**Exercise aim**
Starting with the line that holds "Field-scouting task: mark every instance of the green sepal", copy out each remaining line of the listing below, up to and including the last one, and include nothing else.

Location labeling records
start
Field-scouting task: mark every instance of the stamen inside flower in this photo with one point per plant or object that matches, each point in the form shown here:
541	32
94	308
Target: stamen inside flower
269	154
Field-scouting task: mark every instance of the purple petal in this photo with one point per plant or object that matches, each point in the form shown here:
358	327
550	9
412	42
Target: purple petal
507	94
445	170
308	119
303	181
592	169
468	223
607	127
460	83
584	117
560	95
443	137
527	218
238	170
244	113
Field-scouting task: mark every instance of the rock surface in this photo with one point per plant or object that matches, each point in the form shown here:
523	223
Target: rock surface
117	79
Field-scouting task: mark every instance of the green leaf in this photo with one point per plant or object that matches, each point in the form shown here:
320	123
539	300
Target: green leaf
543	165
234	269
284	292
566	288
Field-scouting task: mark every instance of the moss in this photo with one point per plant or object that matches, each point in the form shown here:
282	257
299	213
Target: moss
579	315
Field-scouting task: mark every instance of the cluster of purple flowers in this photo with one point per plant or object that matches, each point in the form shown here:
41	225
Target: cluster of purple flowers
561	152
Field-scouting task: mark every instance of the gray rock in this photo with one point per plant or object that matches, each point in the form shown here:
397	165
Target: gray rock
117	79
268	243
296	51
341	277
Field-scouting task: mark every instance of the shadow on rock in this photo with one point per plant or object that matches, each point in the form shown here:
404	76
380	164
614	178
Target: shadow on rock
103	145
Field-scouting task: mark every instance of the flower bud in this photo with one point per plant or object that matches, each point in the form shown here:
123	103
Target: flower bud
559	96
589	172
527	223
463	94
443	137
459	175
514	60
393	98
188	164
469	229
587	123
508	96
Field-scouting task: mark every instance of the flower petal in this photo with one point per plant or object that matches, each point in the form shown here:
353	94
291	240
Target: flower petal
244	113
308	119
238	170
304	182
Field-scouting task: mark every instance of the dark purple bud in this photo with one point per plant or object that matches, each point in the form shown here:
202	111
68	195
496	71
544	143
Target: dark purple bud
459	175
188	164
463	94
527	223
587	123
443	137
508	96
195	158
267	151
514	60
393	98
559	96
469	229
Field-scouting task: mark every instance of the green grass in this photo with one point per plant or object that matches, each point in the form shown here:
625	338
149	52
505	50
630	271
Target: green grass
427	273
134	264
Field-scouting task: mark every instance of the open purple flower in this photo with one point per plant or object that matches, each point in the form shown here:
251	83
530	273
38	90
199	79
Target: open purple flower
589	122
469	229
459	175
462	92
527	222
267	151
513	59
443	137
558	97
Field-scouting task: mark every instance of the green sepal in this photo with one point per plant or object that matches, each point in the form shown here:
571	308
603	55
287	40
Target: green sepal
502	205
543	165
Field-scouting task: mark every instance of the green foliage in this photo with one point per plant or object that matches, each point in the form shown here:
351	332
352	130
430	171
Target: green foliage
end
**Output below**
Field-scouting task: mark every instance of the green sepal in this photo with one point per plant or object that matches, each point in the form shown here:
571	308
603	55
287	40
Target: green sepal
502	205
543	165
Field-scouting task: mark every instance of the green foliage in this photo with one point per plant or object that matches, each point in the form shown here:
351	332
352	130
430	171
Target: green foliage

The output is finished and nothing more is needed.